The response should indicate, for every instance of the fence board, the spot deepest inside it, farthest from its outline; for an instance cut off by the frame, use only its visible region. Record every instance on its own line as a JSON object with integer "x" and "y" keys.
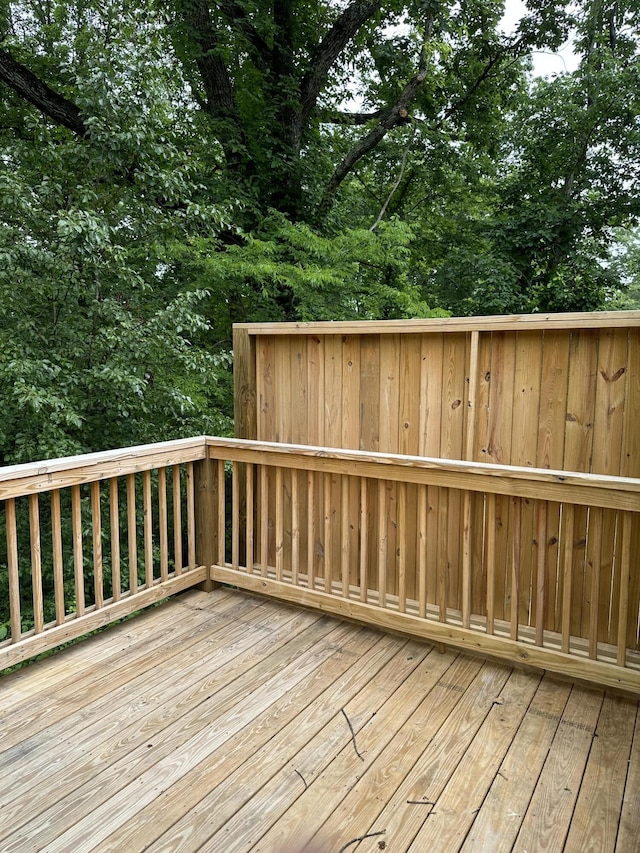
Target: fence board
{"x": 554, "y": 391}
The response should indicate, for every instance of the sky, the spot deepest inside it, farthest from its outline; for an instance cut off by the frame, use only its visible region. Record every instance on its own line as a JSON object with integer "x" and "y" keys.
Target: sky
{"x": 545, "y": 64}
========
* **TRY IT**: Set down, word for word, the line that contains "The response should indicate, for every instance of the sky, the" and all lines after it up to the end of the listing.

* **TASK RESULT**:
The response should indicate, for every instance of the sky, the spot deepest inside it, farthest from its outline; for an instance cut off by the frame, use only its visible region. Record every instance on its own line as a JSON object with integer "x" and "y" keys.
Target: sky
{"x": 545, "y": 64}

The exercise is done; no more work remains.